**What you have to do**.
Return exactly those lines of the material that fall between the line with "the wooden chalet" and the final line, both included.
Data for this exercise Start Marker
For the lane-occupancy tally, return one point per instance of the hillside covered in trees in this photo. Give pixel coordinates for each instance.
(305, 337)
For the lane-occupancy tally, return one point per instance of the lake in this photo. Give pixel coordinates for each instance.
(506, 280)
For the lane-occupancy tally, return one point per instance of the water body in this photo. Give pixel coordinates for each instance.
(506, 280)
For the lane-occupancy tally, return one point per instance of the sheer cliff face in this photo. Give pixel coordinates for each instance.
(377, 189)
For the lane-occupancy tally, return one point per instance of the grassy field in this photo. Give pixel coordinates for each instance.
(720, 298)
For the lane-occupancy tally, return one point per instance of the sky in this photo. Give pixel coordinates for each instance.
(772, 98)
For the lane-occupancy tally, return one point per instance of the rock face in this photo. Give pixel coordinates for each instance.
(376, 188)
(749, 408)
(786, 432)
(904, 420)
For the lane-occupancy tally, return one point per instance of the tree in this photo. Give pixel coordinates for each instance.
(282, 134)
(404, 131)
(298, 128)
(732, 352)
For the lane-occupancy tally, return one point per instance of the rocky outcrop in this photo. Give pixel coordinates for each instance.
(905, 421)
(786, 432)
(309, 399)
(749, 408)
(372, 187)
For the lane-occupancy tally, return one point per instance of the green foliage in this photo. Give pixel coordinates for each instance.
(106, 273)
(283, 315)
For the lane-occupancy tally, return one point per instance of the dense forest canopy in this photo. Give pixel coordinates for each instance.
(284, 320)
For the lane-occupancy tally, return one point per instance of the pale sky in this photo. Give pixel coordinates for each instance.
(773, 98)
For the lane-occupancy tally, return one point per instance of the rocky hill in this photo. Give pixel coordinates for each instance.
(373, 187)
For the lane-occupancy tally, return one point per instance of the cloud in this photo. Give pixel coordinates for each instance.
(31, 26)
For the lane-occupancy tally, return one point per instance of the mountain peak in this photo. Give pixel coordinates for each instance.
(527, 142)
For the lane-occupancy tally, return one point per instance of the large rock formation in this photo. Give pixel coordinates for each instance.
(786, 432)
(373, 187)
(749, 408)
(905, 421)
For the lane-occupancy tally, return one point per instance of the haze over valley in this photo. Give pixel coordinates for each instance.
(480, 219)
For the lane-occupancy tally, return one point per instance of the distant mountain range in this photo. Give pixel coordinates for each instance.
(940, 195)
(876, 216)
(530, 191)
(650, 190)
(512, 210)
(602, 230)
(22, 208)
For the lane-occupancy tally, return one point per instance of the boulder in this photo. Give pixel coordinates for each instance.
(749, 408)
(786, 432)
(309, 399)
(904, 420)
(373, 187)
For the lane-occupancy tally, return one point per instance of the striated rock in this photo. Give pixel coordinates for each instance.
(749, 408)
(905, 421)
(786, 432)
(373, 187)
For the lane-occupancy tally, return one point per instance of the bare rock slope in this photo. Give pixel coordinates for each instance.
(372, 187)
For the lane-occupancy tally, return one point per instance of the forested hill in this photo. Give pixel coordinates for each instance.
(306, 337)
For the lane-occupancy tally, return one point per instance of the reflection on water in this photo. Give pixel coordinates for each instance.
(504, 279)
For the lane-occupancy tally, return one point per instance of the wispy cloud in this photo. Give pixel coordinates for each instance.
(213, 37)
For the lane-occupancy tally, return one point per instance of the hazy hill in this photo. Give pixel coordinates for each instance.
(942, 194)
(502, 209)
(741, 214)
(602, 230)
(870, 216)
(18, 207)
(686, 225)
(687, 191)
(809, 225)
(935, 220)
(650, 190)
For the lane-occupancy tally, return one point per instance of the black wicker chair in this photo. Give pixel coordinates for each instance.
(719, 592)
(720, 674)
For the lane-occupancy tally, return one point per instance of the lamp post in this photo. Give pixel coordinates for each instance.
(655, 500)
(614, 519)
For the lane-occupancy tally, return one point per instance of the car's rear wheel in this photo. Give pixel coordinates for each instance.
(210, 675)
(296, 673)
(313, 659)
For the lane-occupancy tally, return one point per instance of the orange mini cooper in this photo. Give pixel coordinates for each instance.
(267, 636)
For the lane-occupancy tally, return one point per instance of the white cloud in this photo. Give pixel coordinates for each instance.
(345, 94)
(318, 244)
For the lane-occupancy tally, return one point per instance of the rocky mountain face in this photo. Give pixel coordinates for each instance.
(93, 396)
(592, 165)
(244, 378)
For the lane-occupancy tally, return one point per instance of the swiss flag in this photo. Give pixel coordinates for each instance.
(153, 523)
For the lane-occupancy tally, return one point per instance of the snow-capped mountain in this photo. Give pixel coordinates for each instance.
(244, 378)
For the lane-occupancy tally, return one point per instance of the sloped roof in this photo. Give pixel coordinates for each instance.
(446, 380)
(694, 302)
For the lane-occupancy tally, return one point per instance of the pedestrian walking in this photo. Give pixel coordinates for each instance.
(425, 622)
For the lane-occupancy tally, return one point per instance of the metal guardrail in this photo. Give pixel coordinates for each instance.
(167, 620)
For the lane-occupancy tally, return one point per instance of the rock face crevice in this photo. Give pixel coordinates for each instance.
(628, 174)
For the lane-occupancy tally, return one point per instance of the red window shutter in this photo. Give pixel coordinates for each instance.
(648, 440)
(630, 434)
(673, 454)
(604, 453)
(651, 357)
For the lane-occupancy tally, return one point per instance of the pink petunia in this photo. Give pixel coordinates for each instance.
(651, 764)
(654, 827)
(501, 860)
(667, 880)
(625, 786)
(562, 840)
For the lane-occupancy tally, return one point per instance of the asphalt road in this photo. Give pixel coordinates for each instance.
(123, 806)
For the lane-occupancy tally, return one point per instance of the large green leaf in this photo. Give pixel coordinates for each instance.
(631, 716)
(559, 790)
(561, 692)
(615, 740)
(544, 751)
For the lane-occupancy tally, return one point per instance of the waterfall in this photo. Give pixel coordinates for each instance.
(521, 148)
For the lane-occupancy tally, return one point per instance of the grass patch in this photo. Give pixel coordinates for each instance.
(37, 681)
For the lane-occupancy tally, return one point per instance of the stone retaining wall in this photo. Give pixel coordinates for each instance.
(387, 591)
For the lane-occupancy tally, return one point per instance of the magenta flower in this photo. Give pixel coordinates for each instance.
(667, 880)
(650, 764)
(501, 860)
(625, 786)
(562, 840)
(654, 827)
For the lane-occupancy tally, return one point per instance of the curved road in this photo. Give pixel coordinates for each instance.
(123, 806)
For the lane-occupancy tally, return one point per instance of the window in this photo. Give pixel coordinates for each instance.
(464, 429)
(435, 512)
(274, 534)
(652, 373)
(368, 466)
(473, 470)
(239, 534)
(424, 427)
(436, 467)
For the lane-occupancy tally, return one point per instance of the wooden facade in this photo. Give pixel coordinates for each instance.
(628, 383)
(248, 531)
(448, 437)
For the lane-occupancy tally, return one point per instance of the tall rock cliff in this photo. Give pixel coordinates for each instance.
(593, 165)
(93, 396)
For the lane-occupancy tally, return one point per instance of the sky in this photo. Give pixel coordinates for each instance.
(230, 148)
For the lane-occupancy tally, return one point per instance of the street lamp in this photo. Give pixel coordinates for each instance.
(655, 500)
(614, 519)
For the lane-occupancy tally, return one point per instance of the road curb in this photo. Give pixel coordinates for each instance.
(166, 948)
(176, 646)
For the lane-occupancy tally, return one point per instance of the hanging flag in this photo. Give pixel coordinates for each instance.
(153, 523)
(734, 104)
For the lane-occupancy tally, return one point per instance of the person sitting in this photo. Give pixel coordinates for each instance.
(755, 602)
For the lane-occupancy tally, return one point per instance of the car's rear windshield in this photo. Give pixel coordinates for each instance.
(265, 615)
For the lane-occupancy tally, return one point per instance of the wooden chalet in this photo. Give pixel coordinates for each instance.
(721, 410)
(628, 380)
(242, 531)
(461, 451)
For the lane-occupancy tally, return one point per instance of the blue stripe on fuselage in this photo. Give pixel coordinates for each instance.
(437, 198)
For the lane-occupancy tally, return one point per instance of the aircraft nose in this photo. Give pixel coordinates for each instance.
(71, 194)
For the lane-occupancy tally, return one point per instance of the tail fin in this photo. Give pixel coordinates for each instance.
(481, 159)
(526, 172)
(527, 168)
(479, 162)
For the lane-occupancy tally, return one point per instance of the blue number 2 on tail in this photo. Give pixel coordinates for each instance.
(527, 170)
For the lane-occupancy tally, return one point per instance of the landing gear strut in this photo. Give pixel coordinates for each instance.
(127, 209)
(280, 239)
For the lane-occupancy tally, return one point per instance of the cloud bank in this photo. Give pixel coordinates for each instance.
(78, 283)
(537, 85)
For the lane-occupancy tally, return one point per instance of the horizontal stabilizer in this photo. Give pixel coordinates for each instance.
Data for this exercise End Marker
**Completed exercise**.
For the lane-occupancy tally, return one point per instance of the wooden chalet in this photo. Give pixel coordinates for each instance.
(721, 410)
(628, 380)
(242, 531)
(461, 451)
For the lane-occupancy tally, return one point per instance of the blue stripe on fuselage in this photo. Give pixel coordinates for each instance.
(437, 198)
For the lane-occupancy tally, return one point per instance of the aircraft nose in this photo. Give pixel coordinates for each instance.
(71, 194)
For the lane-occupancy tally, return one point per instance of the tail fin in this photo. Give pixel coordinates for each instance.
(481, 159)
(526, 172)
(527, 168)
(479, 162)
For the lane-occupancy tally, return one point per instance of the blue number 2 on tail in this photo. Give pixel coordinates for each instance.
(527, 170)
For the lane-occupancy tally, return one point per instance of the landing gear strut in this photo. Give pixel coordinates for each instance.
(127, 209)
(280, 239)
For the lane-occupancy tally, return one point per instance of the cloud bank in this photo. Give pixel coordinates for each instance.
(78, 283)
(537, 85)
For the lane-occupancy tally, return one point per instance of the horizontal stabilizer in this photo. Give pixel coordinates for each instance.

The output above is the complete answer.